* begin Given data *
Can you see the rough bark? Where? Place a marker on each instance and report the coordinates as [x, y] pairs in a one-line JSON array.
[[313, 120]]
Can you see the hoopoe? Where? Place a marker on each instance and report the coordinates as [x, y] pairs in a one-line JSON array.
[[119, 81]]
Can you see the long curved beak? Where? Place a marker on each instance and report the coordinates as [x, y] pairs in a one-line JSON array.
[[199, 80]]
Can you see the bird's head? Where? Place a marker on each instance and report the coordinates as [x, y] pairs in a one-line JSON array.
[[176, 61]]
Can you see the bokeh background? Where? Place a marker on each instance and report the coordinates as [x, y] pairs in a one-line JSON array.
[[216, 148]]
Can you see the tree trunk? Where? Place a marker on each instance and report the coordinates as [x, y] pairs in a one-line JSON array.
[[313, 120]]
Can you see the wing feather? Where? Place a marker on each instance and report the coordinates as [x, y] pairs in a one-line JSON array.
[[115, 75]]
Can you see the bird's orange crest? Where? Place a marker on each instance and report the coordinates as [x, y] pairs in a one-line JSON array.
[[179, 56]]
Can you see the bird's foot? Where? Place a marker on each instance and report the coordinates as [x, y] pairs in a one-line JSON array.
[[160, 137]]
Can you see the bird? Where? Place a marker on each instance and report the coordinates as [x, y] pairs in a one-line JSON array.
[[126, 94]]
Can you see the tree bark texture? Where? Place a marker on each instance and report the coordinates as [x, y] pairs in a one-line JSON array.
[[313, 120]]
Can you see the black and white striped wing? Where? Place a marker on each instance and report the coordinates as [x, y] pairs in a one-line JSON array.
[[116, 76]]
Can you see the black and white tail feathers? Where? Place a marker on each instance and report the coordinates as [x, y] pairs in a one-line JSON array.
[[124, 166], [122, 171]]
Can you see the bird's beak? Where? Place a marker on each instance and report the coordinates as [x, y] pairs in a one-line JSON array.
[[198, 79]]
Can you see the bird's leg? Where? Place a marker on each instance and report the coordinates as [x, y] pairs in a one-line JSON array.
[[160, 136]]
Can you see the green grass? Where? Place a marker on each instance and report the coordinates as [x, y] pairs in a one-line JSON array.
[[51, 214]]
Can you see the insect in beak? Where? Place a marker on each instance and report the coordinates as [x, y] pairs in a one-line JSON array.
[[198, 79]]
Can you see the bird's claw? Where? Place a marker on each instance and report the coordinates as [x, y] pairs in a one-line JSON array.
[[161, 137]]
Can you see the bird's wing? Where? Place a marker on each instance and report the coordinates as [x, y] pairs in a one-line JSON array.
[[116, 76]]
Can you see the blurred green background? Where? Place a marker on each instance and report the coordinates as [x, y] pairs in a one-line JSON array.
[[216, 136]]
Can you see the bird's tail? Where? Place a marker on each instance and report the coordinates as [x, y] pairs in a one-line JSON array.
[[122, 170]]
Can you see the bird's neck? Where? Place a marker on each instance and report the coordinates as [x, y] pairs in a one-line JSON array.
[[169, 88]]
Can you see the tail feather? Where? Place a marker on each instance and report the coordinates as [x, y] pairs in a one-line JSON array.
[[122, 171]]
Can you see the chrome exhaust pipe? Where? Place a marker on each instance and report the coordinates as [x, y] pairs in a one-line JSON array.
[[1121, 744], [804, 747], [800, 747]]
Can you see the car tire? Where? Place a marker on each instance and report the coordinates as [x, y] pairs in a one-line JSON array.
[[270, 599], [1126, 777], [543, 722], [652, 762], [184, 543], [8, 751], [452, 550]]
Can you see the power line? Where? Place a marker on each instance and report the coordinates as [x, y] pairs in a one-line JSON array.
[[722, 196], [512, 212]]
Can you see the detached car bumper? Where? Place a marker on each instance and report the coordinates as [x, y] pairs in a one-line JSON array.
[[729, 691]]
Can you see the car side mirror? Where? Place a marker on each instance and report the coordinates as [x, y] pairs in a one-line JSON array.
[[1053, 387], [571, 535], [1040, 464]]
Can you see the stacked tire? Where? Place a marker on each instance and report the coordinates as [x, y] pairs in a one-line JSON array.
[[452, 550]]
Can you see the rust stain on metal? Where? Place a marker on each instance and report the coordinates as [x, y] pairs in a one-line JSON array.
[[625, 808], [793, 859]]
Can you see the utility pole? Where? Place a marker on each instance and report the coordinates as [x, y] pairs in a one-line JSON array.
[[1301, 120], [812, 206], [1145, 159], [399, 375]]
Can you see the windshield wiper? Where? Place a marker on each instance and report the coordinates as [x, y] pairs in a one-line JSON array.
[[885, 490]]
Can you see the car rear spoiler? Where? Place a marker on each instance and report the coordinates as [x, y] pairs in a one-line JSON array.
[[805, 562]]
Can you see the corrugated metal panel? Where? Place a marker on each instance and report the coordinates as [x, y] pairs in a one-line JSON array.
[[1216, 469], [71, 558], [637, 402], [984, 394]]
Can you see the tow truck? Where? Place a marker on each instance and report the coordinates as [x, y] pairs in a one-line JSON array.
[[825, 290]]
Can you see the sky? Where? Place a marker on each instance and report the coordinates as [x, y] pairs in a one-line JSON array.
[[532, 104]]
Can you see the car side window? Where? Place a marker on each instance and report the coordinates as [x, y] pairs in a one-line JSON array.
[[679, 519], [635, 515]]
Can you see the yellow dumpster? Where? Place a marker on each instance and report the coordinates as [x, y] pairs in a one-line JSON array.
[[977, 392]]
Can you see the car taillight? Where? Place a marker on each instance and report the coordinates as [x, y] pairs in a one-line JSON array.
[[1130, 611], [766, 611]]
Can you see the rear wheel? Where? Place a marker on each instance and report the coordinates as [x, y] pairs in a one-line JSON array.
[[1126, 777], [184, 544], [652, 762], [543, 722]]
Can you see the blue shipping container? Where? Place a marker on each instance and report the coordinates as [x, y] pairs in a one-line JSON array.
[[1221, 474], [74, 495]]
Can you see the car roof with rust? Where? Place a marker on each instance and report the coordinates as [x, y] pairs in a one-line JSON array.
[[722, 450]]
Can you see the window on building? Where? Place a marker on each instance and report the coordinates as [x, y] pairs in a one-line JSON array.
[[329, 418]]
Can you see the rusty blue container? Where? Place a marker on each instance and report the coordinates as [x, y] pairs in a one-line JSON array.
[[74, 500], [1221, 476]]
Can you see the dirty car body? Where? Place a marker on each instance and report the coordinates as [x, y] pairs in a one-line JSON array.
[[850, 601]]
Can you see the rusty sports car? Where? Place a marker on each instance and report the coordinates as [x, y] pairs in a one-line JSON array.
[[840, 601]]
* end Given data *
- **Problem description**: Swap "marker" for "pin" in everything from the line containing "Can you see the black and white tail" down to the line containing "[[216, 136]]", and give those lines again with nothing else changed.

- **Result**:
Can you see the black and white tail feathers? Where? Place a pin on each instance and report the coordinates as [x, y] pairs in a one-line JSON array.
[[124, 166], [122, 171]]
Can you see the bird's beak? Where? Place a pin on each instance and report the coordinates as [x, y] pairs in a one-line JSON array.
[[198, 79]]
Can you see the bird's leg? Where? Place a pin on each instance and report the coordinates as [x, y] pairs in a one-line JSON array.
[[160, 136]]
Can you see the green grass? Where? Place a pin on each instance and report the coordinates as [x, y] pairs in a one-line JSON array.
[[51, 214]]
Can you see the insect in beak? Where? Place a pin on each instance and report the coordinates as [x, y] pairs in a one-line JSON array.
[[198, 79]]
Can you see the bird's claw? Where? Place a pin on each instance and report the coordinates as [x, y] pairs in a one-line JSON array.
[[161, 137]]
Can you see the bird's wing? Where? Place a pin on each instance and report the coordinates as [x, y] pairs in a one-line JSON array.
[[116, 76]]
Can you see the blurred green background? Where? Place a pin on each instance and report the coordinates as [x, y] pairs in a one-line JSON array.
[[216, 136]]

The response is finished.